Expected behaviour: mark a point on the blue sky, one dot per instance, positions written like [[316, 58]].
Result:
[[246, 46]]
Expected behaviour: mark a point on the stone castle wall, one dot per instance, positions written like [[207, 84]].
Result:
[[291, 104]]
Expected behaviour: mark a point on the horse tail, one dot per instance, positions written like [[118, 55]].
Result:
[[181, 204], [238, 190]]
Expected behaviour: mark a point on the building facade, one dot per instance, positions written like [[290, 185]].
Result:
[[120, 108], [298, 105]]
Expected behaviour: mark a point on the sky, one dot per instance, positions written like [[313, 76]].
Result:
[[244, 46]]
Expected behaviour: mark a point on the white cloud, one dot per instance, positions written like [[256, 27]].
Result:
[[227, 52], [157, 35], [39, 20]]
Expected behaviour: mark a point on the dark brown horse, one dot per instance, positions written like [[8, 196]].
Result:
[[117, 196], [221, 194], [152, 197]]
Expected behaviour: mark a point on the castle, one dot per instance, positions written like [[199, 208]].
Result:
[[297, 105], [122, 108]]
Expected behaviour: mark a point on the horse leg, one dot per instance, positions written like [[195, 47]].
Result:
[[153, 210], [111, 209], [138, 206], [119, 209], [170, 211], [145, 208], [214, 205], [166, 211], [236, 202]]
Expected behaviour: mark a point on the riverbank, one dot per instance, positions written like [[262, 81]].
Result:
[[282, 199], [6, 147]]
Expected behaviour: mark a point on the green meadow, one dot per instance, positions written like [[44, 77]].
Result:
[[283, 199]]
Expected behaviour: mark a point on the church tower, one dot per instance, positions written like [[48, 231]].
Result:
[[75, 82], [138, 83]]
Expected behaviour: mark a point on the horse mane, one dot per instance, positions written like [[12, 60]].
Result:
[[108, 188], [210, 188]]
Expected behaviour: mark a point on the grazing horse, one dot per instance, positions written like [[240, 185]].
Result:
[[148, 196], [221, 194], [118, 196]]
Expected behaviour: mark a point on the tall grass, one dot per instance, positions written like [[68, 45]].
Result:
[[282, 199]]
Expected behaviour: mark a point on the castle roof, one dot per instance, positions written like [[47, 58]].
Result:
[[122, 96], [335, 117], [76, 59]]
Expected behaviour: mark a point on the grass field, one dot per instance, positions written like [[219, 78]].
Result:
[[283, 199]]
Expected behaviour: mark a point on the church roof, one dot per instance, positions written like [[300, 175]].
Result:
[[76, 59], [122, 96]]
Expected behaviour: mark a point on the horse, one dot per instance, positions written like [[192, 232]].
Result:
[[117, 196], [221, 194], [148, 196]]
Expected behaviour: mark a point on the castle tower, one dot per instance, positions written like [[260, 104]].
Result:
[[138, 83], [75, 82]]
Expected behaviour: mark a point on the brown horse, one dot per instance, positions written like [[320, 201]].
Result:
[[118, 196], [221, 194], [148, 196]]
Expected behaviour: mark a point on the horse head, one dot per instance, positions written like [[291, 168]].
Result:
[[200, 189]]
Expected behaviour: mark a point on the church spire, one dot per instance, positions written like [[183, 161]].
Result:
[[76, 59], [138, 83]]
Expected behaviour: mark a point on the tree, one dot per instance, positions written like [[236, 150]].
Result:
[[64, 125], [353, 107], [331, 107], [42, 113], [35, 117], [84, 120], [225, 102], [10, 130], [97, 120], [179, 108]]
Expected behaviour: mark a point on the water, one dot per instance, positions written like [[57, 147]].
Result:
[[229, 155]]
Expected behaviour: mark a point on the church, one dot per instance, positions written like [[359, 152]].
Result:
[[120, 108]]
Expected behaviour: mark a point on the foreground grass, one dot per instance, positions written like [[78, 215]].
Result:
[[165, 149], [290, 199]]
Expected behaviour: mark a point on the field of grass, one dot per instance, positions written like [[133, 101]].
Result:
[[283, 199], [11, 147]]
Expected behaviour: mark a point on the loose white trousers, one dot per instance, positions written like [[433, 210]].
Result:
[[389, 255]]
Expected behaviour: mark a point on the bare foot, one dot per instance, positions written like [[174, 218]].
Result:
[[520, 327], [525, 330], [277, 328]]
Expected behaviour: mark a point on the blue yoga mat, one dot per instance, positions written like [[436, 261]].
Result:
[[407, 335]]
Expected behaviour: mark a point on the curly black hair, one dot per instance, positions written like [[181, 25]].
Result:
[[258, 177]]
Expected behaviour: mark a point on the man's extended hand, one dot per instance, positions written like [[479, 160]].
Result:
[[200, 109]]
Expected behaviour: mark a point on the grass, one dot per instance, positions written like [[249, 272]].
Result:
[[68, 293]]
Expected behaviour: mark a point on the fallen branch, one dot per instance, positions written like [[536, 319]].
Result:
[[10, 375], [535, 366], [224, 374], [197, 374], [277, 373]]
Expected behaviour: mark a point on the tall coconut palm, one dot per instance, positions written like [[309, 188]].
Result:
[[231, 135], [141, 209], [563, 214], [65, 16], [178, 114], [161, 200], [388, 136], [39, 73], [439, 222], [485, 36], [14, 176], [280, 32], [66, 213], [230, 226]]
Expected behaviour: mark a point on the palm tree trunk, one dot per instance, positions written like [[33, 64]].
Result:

┄┄┄┄┄┄┄┄┄┄

» **Task requirements**
Filtering the entries above by the word "white", copy each line that matches.

» **Answer to this problem**
Expected behaviour: mark a point on the white cloud, one dot per instance, positions written like [[256, 27]].
Expected behaviour: mark a point on the loose white trousers, one dot per instance, positions written like [[433, 210]].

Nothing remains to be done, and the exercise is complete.